_WORK TO DO_
Put the rows from the line with "Where can the cloud be" to the line with "<point>16,87</point>", both included, into a Markdown table with two columns, Number and Line. Number each line and leave out any blank lines.

_RECORDS FOR THIS TASK_
--- Begin ---
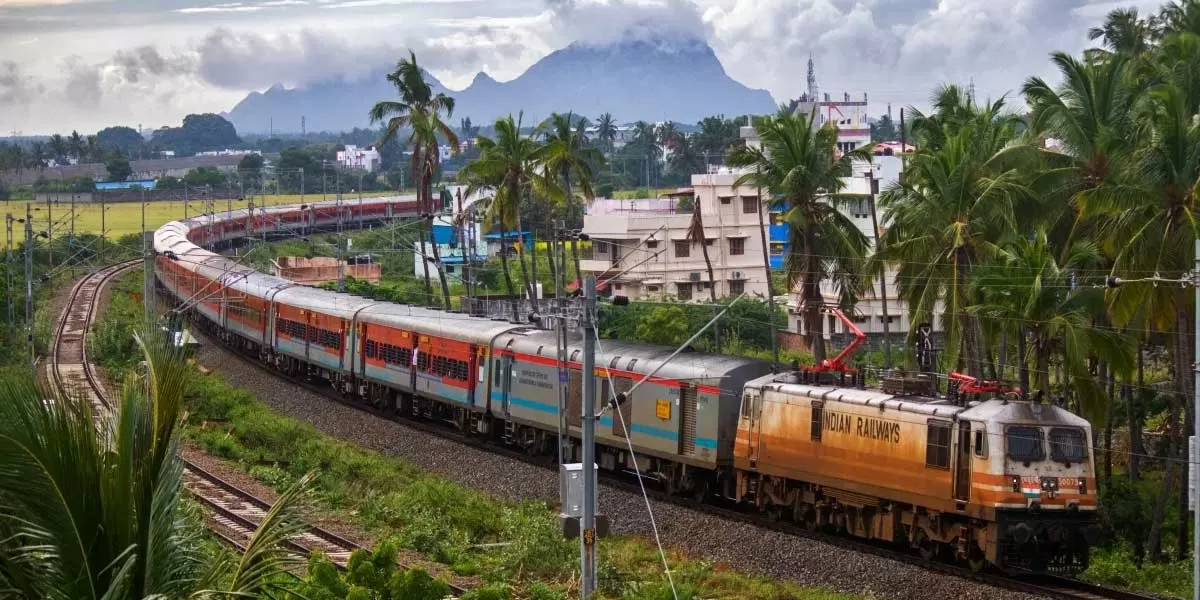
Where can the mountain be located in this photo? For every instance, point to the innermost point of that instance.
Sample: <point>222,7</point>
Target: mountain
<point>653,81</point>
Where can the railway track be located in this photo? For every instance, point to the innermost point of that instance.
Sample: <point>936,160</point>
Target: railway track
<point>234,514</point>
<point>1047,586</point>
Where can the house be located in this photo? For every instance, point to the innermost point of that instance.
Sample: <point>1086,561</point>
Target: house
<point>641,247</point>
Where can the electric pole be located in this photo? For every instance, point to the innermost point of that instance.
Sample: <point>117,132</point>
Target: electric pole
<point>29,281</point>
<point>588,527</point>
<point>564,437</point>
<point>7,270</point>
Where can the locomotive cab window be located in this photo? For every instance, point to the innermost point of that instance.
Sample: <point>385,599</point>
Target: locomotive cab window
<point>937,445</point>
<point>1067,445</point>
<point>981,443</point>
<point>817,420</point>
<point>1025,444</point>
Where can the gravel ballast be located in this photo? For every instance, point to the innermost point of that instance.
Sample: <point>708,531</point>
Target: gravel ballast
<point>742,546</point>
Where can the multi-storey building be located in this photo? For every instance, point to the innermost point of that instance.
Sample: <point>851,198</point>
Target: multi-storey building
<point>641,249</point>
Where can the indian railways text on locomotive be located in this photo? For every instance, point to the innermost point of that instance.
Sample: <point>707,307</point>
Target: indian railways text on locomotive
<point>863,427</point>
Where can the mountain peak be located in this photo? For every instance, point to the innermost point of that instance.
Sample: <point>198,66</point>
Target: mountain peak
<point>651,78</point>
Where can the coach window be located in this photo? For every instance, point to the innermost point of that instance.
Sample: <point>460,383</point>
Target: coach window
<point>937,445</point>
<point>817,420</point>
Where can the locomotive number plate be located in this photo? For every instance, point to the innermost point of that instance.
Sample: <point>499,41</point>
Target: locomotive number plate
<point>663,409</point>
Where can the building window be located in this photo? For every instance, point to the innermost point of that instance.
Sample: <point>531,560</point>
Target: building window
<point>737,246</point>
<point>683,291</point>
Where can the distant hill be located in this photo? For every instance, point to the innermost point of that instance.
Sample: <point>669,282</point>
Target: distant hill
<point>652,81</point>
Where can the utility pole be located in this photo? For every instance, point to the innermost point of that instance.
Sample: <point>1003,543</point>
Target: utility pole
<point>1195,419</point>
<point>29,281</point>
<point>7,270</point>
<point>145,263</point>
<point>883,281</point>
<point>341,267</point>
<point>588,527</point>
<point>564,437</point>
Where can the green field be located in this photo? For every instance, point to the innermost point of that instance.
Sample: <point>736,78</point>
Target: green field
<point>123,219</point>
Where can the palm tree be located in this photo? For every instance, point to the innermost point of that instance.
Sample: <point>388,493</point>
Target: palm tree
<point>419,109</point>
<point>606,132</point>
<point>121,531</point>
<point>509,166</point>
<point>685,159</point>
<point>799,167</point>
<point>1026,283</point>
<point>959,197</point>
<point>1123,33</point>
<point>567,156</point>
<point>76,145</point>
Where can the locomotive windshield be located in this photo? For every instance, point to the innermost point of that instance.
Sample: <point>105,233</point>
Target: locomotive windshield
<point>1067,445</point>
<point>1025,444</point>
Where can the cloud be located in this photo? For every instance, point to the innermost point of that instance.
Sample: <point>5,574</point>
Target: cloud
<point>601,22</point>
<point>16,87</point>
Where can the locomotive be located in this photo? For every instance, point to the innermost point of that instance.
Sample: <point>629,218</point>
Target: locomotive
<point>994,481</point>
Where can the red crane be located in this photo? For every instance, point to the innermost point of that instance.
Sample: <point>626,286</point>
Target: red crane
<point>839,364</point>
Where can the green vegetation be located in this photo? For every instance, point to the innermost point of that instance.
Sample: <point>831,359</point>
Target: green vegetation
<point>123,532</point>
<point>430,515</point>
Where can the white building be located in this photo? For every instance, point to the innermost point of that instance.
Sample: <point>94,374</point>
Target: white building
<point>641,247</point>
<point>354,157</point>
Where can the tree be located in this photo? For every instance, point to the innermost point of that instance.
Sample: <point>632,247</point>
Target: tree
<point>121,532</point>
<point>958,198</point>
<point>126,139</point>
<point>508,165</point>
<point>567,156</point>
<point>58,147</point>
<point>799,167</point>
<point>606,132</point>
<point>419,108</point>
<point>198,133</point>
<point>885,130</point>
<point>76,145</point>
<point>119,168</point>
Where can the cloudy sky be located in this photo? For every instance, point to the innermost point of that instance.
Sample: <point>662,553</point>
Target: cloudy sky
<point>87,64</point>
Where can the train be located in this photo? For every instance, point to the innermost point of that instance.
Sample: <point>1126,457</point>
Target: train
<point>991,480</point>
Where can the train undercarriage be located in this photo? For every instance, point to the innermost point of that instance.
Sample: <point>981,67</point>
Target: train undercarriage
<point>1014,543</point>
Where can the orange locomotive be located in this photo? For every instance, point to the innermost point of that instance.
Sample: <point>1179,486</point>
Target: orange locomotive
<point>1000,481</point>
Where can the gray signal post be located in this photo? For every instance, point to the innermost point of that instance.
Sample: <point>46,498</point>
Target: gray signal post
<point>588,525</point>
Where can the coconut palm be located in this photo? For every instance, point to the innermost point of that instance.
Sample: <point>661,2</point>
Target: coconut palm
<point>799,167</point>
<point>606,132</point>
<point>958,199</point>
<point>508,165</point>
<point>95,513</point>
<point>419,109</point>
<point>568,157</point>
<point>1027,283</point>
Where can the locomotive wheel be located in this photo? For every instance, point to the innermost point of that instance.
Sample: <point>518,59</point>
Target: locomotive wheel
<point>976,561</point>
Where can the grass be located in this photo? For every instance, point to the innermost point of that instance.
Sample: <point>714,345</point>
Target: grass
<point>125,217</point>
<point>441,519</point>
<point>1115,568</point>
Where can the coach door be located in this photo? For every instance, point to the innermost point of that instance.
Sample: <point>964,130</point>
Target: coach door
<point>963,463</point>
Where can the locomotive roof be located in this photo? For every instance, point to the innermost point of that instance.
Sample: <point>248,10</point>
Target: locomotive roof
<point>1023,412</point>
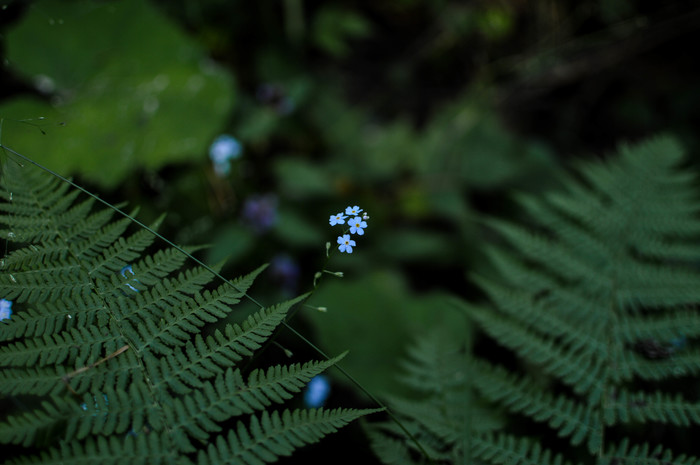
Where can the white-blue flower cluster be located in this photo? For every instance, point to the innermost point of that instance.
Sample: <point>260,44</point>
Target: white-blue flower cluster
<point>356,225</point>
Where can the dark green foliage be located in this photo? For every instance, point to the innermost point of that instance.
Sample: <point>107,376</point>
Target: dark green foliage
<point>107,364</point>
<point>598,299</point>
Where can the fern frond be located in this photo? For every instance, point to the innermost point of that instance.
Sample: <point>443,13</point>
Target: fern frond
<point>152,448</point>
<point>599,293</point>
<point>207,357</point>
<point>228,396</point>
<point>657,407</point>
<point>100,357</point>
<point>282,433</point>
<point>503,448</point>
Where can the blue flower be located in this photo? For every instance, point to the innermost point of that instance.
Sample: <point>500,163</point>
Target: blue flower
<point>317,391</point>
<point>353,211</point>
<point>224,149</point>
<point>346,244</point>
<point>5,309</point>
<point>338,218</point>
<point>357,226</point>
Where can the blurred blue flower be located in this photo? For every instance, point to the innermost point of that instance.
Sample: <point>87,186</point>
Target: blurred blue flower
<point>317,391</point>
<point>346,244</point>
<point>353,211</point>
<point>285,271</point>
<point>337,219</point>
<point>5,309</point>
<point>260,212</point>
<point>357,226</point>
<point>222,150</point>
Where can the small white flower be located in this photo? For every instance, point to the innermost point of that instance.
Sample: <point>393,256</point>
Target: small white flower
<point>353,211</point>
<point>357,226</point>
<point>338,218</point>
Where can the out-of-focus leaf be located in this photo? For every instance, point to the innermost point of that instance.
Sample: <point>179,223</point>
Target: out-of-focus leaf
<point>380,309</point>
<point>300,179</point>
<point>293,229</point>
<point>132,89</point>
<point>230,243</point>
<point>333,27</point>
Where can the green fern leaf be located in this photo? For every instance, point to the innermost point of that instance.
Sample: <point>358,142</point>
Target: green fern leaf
--- End ---
--- Begin ---
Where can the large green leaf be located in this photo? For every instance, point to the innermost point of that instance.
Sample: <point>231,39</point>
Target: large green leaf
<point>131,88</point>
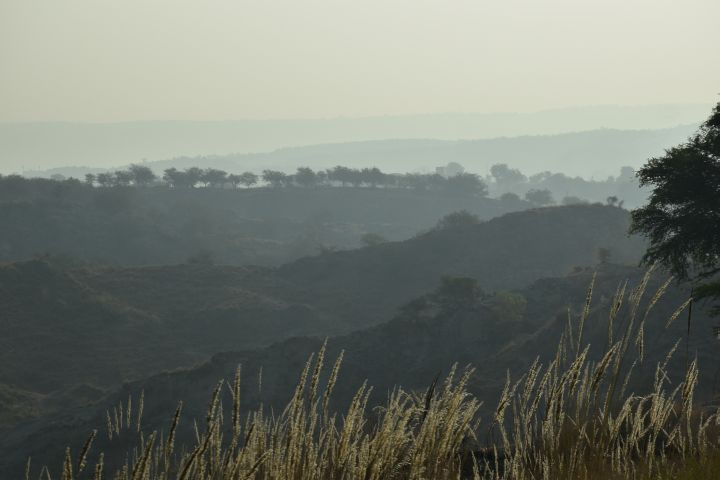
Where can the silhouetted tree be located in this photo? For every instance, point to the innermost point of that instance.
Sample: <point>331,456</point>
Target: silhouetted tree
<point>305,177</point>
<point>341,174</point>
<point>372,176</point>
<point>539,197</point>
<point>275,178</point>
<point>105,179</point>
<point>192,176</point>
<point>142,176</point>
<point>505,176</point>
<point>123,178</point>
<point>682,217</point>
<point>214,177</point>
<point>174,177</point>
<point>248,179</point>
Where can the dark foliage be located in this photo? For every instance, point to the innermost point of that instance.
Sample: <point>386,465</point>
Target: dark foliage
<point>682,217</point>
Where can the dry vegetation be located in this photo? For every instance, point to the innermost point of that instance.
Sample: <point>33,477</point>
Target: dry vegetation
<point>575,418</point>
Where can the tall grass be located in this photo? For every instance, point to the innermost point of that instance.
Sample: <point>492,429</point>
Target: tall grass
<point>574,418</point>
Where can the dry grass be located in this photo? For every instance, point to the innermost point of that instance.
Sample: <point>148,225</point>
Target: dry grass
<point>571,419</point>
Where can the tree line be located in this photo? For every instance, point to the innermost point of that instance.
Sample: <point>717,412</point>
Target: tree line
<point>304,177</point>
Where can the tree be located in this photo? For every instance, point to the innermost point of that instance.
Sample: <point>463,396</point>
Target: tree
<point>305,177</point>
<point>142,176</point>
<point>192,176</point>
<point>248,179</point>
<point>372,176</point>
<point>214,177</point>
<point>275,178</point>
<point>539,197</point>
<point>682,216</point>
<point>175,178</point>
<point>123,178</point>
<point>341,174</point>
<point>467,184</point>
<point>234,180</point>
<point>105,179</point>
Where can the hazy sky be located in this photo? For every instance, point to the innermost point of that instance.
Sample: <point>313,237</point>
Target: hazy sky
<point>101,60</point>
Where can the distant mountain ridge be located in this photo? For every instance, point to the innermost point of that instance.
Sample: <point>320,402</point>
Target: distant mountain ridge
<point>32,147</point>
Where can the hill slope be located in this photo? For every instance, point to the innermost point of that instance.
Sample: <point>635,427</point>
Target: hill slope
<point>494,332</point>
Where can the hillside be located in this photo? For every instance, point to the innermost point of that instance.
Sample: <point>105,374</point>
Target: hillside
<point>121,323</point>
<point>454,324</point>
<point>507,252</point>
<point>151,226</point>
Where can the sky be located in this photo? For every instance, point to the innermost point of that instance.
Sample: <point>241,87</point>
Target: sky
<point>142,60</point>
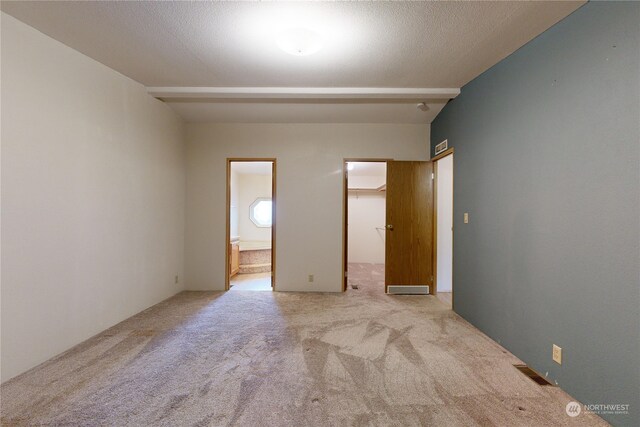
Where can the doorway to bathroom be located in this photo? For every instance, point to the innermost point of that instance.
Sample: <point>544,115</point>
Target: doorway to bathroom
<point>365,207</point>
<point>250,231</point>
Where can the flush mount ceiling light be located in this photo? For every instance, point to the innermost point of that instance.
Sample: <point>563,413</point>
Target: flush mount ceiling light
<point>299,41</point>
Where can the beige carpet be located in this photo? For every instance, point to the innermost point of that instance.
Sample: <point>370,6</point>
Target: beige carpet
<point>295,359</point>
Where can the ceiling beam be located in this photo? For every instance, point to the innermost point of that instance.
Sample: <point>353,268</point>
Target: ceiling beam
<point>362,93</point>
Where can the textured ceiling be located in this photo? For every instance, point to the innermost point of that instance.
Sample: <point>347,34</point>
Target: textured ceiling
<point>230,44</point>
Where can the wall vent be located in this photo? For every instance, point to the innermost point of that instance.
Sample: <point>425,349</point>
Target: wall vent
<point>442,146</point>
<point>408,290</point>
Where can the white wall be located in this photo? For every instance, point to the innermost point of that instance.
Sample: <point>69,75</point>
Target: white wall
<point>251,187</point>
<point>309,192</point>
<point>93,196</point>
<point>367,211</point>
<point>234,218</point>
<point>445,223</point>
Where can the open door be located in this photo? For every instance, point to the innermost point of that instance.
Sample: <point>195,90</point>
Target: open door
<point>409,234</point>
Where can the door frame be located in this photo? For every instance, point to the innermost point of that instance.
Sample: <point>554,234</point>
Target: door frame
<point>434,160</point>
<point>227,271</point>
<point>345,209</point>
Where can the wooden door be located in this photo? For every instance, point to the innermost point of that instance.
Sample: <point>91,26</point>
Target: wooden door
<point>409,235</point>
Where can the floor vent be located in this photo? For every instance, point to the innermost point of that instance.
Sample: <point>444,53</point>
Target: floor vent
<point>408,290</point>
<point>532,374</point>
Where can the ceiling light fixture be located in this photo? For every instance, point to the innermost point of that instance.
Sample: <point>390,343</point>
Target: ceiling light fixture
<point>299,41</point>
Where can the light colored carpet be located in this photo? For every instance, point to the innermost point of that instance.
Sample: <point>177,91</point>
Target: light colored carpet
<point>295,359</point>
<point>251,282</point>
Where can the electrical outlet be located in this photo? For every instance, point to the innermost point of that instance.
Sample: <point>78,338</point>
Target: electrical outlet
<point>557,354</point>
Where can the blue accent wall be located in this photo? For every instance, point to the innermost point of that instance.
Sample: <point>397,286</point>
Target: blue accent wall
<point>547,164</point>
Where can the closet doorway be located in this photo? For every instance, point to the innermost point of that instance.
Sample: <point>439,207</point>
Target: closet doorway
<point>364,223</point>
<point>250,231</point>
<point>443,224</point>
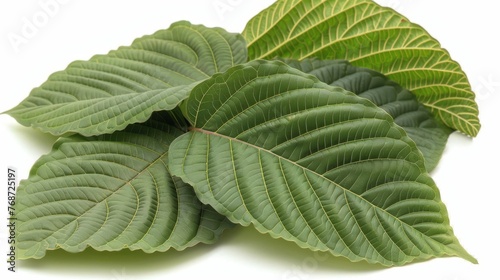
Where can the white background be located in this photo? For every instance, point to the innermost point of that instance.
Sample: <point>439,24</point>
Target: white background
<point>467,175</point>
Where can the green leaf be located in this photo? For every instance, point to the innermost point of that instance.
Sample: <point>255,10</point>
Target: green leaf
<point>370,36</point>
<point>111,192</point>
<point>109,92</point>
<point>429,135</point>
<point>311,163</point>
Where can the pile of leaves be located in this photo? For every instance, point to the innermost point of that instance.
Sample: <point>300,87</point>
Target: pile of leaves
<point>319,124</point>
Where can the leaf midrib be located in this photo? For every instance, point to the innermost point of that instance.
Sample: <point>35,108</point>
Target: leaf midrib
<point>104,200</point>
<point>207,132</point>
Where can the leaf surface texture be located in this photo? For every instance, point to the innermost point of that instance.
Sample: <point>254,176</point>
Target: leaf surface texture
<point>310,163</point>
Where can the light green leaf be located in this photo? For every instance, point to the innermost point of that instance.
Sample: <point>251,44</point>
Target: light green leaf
--- End ---
--- Begin ---
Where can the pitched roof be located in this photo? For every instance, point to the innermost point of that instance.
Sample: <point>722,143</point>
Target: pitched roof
--- End ---
_FULL ANSWER_
| Number | Line |
|---|---|
| 1 | Where can the cloud be located in this photo? For every instance, point to the innermost point of that instance. |
| 2 | Sample: <point>5,574</point> |
| 3 | Target: cloud |
| 4 | <point>601,22</point> |
| 5 | <point>16,87</point> |